(Region pointing data)
==*==
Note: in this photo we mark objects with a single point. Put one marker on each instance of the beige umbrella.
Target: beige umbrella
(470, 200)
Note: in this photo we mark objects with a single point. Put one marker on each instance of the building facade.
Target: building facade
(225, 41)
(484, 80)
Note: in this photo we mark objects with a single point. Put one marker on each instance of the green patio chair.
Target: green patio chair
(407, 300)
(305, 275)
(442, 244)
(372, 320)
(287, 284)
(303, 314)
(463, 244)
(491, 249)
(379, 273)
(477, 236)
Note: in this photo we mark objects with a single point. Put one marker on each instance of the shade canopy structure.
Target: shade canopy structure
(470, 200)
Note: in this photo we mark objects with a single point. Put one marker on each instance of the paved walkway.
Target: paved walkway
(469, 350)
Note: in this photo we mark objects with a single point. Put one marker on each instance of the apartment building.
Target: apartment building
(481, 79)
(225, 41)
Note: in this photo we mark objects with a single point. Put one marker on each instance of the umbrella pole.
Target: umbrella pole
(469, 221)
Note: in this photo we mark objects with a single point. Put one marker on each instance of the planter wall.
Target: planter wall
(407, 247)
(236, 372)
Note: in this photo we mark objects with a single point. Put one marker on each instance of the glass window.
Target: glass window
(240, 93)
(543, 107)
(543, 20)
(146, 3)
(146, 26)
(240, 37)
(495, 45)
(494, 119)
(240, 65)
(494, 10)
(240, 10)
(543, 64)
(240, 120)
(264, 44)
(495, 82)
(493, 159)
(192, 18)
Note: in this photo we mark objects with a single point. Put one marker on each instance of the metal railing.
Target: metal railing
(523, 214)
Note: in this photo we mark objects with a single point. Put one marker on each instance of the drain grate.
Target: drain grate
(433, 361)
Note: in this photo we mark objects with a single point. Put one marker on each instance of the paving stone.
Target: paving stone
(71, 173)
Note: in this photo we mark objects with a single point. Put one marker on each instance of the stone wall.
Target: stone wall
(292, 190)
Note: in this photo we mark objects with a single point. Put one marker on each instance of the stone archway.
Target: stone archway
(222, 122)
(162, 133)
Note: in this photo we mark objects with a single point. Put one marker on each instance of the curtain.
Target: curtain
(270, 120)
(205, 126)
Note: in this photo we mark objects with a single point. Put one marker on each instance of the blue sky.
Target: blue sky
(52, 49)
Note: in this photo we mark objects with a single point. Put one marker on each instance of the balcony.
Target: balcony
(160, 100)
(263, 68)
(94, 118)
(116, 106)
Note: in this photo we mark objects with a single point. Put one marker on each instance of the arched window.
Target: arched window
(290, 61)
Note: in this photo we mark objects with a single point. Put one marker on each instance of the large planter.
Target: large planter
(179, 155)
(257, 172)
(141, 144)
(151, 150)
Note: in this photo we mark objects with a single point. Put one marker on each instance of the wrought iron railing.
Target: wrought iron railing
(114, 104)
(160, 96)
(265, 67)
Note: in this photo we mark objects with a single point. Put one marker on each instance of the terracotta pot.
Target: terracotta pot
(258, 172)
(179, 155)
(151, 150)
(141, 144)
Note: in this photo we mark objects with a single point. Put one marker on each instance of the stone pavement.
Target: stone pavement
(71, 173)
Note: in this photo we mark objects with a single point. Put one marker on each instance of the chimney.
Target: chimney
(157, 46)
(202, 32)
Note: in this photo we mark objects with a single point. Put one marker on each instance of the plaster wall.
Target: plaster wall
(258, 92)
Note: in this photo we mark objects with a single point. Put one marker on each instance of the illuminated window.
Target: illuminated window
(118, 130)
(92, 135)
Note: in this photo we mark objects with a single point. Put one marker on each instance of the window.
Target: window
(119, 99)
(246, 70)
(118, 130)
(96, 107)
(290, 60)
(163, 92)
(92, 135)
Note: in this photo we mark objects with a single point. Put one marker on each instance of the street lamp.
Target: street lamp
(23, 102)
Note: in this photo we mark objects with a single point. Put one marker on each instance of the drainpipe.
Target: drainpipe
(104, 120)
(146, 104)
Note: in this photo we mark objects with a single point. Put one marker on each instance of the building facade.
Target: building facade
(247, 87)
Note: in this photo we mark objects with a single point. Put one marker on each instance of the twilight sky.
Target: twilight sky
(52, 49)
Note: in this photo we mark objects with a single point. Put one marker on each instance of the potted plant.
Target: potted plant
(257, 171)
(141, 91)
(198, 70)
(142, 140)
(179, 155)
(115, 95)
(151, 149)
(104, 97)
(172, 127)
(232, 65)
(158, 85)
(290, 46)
==*==
Exercise requirements :: Could you reproduce, exactly, every line above from the line with "Target: stone pavement" to the line with "the potted plant.", and no other line? Both ends count.

Exercise solution ::
Target: stone pavement
(71, 173)
Note: in this photo we mark objects with a single point. Put one marker on each instance of the chimney.
Target: chimney
(157, 46)
(202, 32)
Note: in this photo we mark objects with a single point. Put one marker on each instance of the plaster wall.
Target: plaster wall
(258, 92)
Note: in this photo we mark objects with a single point. Put one marker on each instance of the illuminated window.
Target: illuminated window
(118, 130)
(92, 135)
Note: in this photo we mark objects with a single point. Put one marker on each instance of the window.
Target: window
(119, 99)
(246, 70)
(118, 130)
(96, 107)
(290, 60)
(163, 92)
(92, 135)
Note: in this photo we mark objects with a single point. Put one marker on each instance of the street lamp.
Target: street lamp
(23, 102)
Note: in this photo we mark objects with a single point. Put one marker on each instance of the drainpipe.
Target: drainpipe
(104, 120)
(146, 104)
Note: in this photo we mark objects with a single point. Put one marker on each instance of the building facade.
Target: building facade
(247, 87)
Note: in this photo we mark objects with a single point. Put one marker on each instance of the twilight sky.
Target: twilight sky
(52, 49)
Note: in this photo we mark objects with a single point. Put one marker on each instance of the potted plant.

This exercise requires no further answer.